Give as a numbered list the lines between the one containing "Where can you spot the lion's paw" and the one containing "(560, 1062)", both included, leaving out any blank lines.

##### Records for processing #####

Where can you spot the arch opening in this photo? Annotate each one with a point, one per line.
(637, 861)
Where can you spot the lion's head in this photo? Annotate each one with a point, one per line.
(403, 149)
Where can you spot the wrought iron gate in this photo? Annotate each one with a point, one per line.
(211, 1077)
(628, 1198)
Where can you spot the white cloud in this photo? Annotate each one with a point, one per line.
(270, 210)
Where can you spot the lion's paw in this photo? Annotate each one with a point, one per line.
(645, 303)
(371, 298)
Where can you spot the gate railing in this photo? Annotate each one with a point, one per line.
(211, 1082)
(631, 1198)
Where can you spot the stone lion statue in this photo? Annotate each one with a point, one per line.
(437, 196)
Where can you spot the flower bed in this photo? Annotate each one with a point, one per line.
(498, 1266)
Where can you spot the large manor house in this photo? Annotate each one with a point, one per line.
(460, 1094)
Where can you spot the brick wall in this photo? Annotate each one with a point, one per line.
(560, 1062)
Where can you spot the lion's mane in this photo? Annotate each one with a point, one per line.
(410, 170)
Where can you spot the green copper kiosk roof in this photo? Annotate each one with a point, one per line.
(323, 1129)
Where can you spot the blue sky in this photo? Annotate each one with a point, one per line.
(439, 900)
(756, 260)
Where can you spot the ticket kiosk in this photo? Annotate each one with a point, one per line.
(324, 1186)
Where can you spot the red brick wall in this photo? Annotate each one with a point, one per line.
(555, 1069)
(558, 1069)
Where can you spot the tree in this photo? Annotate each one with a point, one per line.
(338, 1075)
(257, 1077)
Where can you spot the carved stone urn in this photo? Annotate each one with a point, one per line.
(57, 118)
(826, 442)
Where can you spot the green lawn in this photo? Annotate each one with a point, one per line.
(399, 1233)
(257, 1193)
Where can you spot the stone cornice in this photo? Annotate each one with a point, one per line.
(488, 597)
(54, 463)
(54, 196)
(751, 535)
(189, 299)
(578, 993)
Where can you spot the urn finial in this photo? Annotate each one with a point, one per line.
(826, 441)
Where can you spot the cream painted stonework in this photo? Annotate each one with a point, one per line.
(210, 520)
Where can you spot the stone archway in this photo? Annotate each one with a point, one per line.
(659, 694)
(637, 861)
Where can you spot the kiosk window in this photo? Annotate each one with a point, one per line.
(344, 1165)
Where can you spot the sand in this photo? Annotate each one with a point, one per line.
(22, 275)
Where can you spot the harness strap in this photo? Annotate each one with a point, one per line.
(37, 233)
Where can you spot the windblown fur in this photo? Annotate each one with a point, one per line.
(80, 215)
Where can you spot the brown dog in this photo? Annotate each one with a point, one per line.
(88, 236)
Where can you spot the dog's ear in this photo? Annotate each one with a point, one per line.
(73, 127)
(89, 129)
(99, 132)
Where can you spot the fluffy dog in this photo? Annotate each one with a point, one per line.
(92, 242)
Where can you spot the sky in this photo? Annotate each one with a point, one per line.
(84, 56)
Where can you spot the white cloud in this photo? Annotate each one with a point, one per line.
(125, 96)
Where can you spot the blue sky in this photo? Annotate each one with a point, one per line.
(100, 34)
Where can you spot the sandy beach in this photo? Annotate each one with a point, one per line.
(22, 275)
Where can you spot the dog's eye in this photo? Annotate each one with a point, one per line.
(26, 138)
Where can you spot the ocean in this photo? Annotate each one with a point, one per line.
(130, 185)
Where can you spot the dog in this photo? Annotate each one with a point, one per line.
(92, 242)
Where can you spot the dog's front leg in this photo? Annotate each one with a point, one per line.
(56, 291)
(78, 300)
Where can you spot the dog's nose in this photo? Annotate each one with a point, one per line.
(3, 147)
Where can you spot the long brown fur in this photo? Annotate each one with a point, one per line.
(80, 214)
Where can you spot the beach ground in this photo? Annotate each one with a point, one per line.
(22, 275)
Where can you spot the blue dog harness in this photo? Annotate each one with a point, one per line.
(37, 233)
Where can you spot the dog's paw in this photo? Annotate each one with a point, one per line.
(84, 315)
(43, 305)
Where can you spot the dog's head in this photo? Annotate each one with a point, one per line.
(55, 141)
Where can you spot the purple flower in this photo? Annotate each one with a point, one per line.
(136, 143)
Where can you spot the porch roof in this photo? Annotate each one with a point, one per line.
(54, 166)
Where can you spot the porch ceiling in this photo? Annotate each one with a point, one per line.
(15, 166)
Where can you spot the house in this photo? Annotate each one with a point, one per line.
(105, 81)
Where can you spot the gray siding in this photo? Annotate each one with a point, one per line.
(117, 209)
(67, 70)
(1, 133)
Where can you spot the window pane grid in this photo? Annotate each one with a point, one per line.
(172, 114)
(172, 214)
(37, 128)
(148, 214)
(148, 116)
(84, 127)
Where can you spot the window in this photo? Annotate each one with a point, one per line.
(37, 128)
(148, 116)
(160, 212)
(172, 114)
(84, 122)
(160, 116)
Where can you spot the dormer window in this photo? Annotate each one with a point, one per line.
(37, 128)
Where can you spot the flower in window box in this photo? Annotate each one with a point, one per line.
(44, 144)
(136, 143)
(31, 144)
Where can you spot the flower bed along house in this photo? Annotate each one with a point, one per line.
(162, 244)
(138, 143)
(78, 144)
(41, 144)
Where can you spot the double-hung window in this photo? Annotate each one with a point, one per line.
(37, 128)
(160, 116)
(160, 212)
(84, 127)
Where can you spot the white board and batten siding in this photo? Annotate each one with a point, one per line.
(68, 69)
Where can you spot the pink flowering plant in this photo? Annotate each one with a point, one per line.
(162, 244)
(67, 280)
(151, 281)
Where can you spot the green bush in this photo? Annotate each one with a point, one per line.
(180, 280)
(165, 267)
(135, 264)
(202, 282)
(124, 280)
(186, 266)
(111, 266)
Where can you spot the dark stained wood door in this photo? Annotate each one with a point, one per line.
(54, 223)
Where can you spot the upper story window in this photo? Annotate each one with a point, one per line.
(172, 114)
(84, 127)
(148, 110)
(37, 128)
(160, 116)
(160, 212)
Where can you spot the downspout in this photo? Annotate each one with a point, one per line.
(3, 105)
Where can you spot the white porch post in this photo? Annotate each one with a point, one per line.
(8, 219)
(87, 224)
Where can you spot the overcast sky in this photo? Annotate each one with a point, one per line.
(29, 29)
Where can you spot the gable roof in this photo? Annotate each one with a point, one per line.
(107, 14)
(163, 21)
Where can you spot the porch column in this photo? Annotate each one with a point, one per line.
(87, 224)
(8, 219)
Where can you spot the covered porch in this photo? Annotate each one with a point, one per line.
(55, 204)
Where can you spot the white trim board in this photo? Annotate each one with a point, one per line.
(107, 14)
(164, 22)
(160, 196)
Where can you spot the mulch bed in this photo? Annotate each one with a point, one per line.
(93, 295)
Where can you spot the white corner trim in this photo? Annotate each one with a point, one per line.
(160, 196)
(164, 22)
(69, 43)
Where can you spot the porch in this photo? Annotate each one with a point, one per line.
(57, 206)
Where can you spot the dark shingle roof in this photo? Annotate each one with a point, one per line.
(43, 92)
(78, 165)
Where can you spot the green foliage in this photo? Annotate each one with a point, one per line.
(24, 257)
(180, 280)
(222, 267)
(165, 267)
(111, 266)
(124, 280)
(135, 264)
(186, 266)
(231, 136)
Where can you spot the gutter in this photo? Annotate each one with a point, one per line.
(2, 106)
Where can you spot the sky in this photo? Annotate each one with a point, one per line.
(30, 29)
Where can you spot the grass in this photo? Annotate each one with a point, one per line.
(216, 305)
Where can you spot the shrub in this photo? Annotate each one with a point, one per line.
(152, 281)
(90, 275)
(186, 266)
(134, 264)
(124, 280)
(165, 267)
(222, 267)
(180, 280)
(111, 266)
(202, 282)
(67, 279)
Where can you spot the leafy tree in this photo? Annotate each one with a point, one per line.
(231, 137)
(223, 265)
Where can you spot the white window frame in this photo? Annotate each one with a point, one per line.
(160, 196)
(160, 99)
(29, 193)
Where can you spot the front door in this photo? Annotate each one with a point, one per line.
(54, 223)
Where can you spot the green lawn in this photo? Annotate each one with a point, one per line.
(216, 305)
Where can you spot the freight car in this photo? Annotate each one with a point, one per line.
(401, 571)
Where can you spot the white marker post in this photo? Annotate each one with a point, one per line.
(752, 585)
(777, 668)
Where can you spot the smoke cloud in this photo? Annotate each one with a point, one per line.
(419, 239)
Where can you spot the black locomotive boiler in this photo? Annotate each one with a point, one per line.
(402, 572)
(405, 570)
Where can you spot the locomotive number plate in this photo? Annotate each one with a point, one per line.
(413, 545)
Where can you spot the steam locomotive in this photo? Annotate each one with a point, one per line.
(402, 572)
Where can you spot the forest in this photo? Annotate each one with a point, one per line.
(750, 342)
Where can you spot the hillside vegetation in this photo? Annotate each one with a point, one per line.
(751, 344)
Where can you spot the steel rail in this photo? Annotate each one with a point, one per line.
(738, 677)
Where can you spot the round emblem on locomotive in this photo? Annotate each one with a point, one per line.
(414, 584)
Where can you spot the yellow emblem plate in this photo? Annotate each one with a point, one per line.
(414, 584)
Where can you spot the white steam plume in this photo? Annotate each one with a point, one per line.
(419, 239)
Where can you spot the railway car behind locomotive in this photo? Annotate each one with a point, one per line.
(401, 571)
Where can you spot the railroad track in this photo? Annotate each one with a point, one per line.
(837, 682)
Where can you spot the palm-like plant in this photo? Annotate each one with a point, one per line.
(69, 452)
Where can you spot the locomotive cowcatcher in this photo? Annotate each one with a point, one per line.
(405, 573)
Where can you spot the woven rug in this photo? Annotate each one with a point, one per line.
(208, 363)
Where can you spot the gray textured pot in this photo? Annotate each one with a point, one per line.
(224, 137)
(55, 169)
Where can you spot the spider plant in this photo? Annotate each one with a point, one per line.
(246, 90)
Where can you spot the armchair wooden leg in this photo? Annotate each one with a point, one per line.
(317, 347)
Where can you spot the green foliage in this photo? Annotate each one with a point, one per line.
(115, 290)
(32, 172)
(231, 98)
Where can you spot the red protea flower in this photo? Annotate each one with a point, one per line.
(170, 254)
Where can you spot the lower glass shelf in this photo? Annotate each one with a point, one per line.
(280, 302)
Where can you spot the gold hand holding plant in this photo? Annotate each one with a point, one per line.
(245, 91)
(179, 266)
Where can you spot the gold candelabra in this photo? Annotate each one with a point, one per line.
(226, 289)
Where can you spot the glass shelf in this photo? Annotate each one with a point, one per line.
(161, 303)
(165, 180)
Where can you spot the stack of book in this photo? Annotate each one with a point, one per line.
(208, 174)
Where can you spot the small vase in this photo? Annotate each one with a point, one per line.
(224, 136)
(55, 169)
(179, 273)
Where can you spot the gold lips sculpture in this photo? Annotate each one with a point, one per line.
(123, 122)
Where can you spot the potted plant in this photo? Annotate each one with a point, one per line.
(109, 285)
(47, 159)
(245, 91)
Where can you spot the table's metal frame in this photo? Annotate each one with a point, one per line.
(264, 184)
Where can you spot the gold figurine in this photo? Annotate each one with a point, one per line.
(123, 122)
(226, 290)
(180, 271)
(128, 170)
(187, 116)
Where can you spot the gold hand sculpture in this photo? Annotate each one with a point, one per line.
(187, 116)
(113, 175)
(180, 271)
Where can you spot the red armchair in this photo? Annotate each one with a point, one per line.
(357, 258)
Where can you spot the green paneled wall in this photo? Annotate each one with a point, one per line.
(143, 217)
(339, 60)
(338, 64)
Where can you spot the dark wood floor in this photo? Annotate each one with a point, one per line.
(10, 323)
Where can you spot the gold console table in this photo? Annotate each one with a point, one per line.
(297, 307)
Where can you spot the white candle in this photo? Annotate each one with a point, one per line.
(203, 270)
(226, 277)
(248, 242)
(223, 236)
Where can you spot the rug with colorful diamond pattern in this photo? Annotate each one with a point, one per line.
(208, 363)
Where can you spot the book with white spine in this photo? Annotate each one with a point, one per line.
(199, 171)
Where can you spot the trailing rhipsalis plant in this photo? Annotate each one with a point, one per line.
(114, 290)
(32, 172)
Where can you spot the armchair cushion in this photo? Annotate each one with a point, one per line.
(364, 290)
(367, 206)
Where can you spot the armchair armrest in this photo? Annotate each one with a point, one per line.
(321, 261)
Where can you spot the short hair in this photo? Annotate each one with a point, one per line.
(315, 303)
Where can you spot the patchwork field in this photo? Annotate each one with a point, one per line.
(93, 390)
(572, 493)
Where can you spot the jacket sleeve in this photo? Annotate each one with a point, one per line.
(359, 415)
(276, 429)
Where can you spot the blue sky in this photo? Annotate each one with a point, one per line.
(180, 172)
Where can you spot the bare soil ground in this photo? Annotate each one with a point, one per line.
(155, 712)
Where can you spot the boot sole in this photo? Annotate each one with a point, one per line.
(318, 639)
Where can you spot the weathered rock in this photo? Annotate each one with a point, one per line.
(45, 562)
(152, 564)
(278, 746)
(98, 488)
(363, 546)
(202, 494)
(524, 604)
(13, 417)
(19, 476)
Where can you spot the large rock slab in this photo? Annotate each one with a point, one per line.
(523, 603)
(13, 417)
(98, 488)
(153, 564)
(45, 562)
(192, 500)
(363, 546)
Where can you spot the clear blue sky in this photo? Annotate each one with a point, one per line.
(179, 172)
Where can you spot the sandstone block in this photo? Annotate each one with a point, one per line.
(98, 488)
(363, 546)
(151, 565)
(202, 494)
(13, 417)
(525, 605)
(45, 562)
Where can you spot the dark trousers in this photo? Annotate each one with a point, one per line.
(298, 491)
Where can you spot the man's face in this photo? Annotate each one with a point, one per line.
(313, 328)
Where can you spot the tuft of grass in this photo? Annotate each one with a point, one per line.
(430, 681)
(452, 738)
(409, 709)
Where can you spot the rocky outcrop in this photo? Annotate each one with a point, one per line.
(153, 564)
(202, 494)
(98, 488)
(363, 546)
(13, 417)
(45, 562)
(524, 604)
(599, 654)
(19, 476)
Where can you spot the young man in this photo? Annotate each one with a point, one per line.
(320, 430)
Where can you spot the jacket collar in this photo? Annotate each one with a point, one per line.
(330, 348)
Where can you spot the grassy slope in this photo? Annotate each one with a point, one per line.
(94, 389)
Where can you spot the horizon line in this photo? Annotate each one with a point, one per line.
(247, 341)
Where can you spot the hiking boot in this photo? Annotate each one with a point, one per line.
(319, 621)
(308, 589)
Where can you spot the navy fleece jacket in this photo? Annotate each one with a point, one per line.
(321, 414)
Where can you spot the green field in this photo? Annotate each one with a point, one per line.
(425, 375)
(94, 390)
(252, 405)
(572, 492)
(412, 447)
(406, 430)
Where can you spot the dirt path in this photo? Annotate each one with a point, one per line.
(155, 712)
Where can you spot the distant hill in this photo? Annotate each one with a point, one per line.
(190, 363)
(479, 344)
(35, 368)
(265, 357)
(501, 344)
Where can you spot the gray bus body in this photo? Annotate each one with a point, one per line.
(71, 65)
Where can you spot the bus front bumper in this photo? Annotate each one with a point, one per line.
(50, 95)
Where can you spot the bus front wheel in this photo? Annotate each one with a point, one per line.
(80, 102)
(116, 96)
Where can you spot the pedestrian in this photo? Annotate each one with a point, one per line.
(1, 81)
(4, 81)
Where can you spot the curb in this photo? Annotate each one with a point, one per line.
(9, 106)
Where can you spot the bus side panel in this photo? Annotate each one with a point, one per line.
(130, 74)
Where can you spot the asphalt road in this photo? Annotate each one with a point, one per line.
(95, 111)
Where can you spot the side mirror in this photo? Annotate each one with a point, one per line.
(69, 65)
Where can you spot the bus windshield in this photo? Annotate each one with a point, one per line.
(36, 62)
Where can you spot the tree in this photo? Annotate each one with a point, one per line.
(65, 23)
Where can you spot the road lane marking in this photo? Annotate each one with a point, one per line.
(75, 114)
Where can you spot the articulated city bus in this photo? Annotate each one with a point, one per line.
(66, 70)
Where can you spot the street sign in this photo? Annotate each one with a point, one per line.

#####

§ **Solution**
1. Where can you spot the lion's paw in this photo? Annotate each one with a point, one per line.
2. (645, 303)
3. (371, 298)
4. Where can you spot the gate railing in this photo? Annotate each one with a point, one per line.
5. (211, 1082)
6. (631, 1198)
7. Where can you spot the stone lion statue in this photo? Annotate each one with a point, one per line.
8. (437, 196)
9. Where can you spot the flower bed in this photo? Annotate each one with a point, one per line.
10. (498, 1266)
11. Where can you spot the large manor house in this photo? Annotate each one with a point, one per line.
12. (460, 1094)
13. Where can you spot the brick wall in this photo? Annotate each one with a point, one per line.
14. (560, 1062)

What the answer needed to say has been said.